_What to work on_
Write out the listing below in full and exactly, leaving out every picture.
****************************************
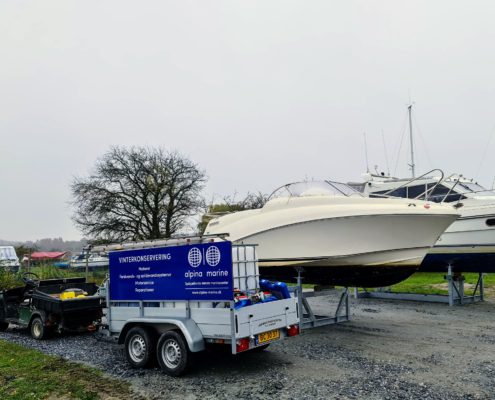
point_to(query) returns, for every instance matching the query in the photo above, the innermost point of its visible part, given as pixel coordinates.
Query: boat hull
(468, 245)
(366, 250)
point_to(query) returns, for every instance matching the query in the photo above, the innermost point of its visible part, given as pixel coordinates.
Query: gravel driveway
(390, 350)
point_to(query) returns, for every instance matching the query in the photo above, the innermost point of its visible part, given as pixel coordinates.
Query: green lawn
(29, 374)
(434, 283)
(10, 280)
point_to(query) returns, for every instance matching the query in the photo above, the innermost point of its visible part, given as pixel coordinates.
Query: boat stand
(455, 297)
(308, 319)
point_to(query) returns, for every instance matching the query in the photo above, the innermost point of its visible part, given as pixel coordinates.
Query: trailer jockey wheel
(38, 329)
(140, 347)
(173, 354)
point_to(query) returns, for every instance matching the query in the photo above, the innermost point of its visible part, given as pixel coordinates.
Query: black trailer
(51, 305)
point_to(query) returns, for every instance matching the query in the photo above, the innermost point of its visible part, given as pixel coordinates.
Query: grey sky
(258, 93)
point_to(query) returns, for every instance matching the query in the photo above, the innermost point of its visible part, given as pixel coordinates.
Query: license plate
(268, 336)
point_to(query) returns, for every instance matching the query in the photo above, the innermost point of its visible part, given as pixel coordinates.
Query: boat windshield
(315, 188)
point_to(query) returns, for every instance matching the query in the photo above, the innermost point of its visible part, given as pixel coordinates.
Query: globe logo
(194, 257)
(213, 256)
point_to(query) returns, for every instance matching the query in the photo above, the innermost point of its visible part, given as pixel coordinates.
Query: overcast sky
(258, 93)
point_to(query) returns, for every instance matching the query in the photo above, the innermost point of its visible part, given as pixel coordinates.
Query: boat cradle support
(456, 295)
(308, 319)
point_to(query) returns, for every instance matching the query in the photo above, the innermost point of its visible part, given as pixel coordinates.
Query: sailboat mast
(412, 165)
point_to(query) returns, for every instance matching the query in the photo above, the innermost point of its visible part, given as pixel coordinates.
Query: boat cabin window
(471, 187)
(438, 194)
(401, 192)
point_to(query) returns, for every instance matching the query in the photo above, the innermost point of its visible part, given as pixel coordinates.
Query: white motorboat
(469, 243)
(336, 234)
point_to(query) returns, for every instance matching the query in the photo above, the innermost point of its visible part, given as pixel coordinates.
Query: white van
(8, 259)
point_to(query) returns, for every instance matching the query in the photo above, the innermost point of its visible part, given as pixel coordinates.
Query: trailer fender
(186, 326)
(37, 313)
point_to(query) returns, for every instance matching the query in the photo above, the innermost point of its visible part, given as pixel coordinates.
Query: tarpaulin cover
(47, 255)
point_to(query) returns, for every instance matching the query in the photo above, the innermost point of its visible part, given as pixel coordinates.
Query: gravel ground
(390, 350)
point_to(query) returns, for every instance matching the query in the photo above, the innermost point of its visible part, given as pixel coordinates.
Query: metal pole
(87, 266)
(409, 109)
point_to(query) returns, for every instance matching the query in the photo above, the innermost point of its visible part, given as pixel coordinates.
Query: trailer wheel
(173, 354)
(139, 347)
(38, 329)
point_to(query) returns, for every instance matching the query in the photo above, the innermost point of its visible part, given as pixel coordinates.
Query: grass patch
(29, 374)
(435, 283)
(9, 280)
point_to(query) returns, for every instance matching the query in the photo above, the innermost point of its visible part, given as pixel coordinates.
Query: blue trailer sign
(188, 272)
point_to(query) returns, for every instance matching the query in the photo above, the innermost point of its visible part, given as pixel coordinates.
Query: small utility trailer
(51, 305)
(169, 299)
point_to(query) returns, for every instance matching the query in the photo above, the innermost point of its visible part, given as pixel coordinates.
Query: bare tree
(230, 205)
(137, 193)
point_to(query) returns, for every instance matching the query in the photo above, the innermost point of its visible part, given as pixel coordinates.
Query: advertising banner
(188, 272)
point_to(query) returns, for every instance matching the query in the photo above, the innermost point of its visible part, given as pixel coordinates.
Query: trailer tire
(173, 353)
(38, 329)
(140, 347)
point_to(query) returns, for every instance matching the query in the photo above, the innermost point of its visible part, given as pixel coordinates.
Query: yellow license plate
(268, 336)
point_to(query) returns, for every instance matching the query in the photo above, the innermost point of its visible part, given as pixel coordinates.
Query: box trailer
(169, 299)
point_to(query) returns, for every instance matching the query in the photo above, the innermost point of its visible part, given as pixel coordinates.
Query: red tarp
(47, 255)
****************************************
_Response below_
point_to(query) returns, for every instance matching the query in the photo above, the innermost point of its visible part, given as pixel coordinates.
Query: boat hull
(468, 245)
(366, 250)
point_to(query) returns, for every instance matching the query in the photo above, the innermost point of its visible part, given as pixel coordinates.
Query: gravel driveway
(390, 350)
point_to(query) returns, for every instance matching the query in the photo above, the innermost point of its visible part, given as pixel coordinates.
Query: green lawn
(29, 374)
(434, 283)
(10, 280)
point_to(query) returns, for every instance matching the query in the photo above, the innermost point of its visible part, given as pixel coordinates.
Query: boat stand
(455, 297)
(308, 319)
point_to(query) returns, for every instance matching the query in the photo above, the innermost point of its visible part, given as pixel coordinates.
Query: trailer jockey wheel
(38, 329)
(140, 347)
(173, 354)
point_to(query) returns, for every instance matching the query in the photo above, the innermost point of its visible part, given as pixel coordinates.
Query: black trailer
(51, 305)
point_to(query) returns, for every instance matching the query in the photo above, the innermost point of its visible part, given as pixel coordinates.
Query: grey sky
(258, 93)
point_to(query) returns, for every instance matching the query in the photo above, the innermost point of its visible part, given as pixel coordinates.
Query: license plate
(268, 336)
point_to(query) returns, for every instance matching the query in the photo above, the innermost point of its visible part, given as pixel coordinates.
Query: boat windshield
(315, 188)
point_to(query) returns, for every instance matching the query in the photo above, the innermost point of its visible part, given as pixel coordinates.
Query: globe logo
(194, 257)
(213, 256)
point_to(query) returns, for every instance matching the query in the photo above, the innermost point of its visible part, given as pixel coordinates.
Query: overcast sky
(258, 93)
point_to(query) returns, for every instance matching the query in the photo above, the innermost point of its visible part, given as pixel coordinates.
Query: boat cradle support
(456, 295)
(308, 319)
point_to(query) returns, for every instance matching the query in the photo above, the innermost point of its visible part, given as pixel coordinates.
Query: sailboat mast
(412, 165)
point_to(query) returns, for every instance matching the query in the photo above, the innermost point of its visible part, given as pixel coordinates.
Query: boat cabin window
(471, 187)
(438, 194)
(401, 192)
point_to(query) returns, for every instance matching the query in the photo above, the innermost point of its visible part, given as pixel coordinates.
Query: white motorboat
(469, 243)
(336, 234)
point_to(query) returns, for every instance matching the query in the photo above, the innermost point of its visible part, given as pixel coordinates.
Query: white van
(8, 259)
point_to(query) returns, for every instance matching the query in the photo above, the innermost point of its visible part, given as pixel coordinates.
Query: trailer fender
(186, 326)
(37, 313)
point_to(query) returns, for every instance matching the query in the photo above, the innermost point of its visible part, given as pixel coordinates.
Query: tarpaulin cover
(47, 255)
point_to(query) returns, for every instance matching the query in the photo above, the innermost point of its visible part, given as pixel coordinates.
Query: gravel ground
(390, 350)
point_to(query) returns, for every instance matching the query in the photo above, the innermost point of its visible part, given as pixel coordinates.
Query: metal pole
(87, 266)
(409, 109)
point_to(query) returns, for every instance matching the query in the photo above, the innermost point of its visible part, given as pixel coordinates.
Query: trailer wheel
(173, 354)
(139, 347)
(38, 329)
point_to(query) returns, for every instance matching the query in the photo above, the innermost point of its visible part, given as pixel coordinates.
Query: grass patch
(29, 374)
(435, 283)
(9, 280)
point_to(query) returns, for every instance matching the query in the photo above, the innermost point of its visible part, given as pixel coordinates.
Query: blue trailer sign
(188, 272)
point_to(query) returns, for every instance matching the query in the photo above, the innermost point of its visible part, given as pixel coordinates.
Query: small utility trailer
(51, 305)
(169, 299)
point_to(query) returns, for every instance matching the query in the photo above, the innermost point of its visible part, given as pixel coordinates.
Query: bare tree
(230, 205)
(137, 193)
point_to(query) returns, for every instance matching the query in the photo above, the innermost point of its visible part, given as pixel coordinates.
Query: advertising banner
(188, 272)
point_to(query) returns, for every instance matching the query in the photo above, the innermost point of its visible part, given as pixel coordinates.
Query: trailer tire
(173, 353)
(38, 329)
(140, 347)
point_to(query) returns, for every instance matching the query in the photo above, the innermost point of its visible part, given as pixel coordinates.
Query: yellow license plate
(268, 336)
point_to(query) returns, for every instance matching the query in the photo above, the innermost point of its visible part, given as pixel coordinates.
Query: box trailer
(169, 299)
point_to(query) returns, for every instance matching the query in the photo above, the innermost point of its visible part, given as pixel coordinates.
Query: red tarp
(47, 255)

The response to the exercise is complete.